*** Opening of TEXT EXCERPT ***

ASTR 1210 (O'Connell) Study Guide


Maya pyramid El Castillo at Chichen Itza
(Catherwood, ca. 1844)

Evidence from ancient societies that left interpretable artifacts shows that many took astronomy very seriously, to the extent of including precise astronomical alignments in their buildings and ceremonial structures. In this lecture we discuss some of the ways early societies made and recorded observations of the Sun, Moon, planets, and stars.

Then, we explore one of the most fascinating pre-scientific cosmologies: that of the Mesoamerican cultures that flourished in Mexico and Guatemala between about 500 BC and 1500 AD. Their vibrant, if violent, view of the cosmos is beautifully captured in the so-called "Aztec Calendar Stone". The Mesoamerican Maya culture is an amazing example of great accomplishments in astronomy conjoined with ferocious societal behavior.

The Moon was far more important in ancient societies than now, so we also discuss the cyclic phenomena (phases and eclipses) associated with the motion of the Moon. Precession, a wobbling motion of the Earth's pole induced by the gravity of the Sun and Moon, complicates our interpretation of ancient observatories and records.

A. Motions of the Planets on the Sky

A conspicuous feature of the naked-eye sky in the planetarium simulations shown in Lecture 4 was the motion of the five bright planets. Although not as fast as the diurnal, solar, and lunar motions, the planetary motions are considerably more complex and placed greater demands on the abilities of ancient astronomers.

As discussed in Lecture 4, these motions are a combination of (a) the effects of observing from a moving platform and (b) intrinsic movement of the planets themselves in their orbits around the Sun. We will not try to separate these now but instead will simply review a few key facts about the motions revealed by our Starry Night simulator:

The image below is a time-lapse exposure of a planetarium simulation of several years of planetary motions over about 40o of the sky, showing the concentrated "active band" and the retrograde loops of several planets. North is up and east is to the left in the image. The ecliptic runs along the center of the bright band. Large N/S departures from the ecliptic are apparent for several planets.

*** Close of TEXT EXCERPT ***
*** Opening of EXCERPTED DATA ***

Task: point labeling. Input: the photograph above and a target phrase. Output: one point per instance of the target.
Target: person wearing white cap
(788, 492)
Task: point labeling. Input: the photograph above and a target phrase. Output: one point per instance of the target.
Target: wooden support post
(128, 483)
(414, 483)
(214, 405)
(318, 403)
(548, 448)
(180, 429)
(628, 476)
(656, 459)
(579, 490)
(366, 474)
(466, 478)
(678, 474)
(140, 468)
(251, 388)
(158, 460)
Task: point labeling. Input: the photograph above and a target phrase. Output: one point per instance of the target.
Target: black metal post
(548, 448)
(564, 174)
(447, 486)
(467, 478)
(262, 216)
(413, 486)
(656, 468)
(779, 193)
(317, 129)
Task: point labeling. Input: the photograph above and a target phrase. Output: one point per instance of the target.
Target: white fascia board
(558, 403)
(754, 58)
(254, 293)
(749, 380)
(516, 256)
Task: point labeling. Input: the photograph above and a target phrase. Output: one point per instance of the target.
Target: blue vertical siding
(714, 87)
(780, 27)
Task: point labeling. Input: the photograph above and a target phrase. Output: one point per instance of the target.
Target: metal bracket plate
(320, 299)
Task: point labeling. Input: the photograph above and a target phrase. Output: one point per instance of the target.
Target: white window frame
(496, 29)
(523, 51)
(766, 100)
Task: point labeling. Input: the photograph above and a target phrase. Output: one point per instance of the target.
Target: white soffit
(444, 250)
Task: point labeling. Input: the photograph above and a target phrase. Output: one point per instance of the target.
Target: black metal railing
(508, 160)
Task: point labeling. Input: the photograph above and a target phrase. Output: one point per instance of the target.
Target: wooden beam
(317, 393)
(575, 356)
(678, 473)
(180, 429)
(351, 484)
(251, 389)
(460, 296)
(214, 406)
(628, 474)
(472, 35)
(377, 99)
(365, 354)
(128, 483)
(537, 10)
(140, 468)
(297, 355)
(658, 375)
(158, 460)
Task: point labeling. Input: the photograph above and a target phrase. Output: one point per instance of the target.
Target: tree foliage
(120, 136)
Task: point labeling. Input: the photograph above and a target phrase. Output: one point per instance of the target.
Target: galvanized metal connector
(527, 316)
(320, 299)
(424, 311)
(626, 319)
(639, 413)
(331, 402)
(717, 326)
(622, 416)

*** Close of EXCERPTED DATA ***

REQUIRED WORK:
Quote the astronomy study guide word for word from "Maya pyramid El" up to and including "ferocious societal behavior.". The entries have nothing to do with the astronomy study guide.

EXERCISE ANSWER:
Maya pyramid El Castillo at Chichen Itza
(Catherwood, ca. 1844)

Evidence from ancient societies that left interpretable artifacts shows that many took astronomy very seriously, to the extent of including precise astronomical alignments in their buildings and ceremonial structures. In this lecture we discuss some of the ways early societies made and recorded observations of the Sun, Moon, planets, and stars.

Then, we explore one of the most fascinating pre-scientific cosmologies: that of the Mesoamerican cultures that flourished in Mexico and Guatemala between about 500 BC and 1500 AD. Their vibrant, if violent, view of the cosmos is beautifully captured in the so-called "Aztec Calendar Stone". The Mesoamerican Maya culture is an amazing example of great accomplishments in astronomy conjoined with ferocious societal behavior.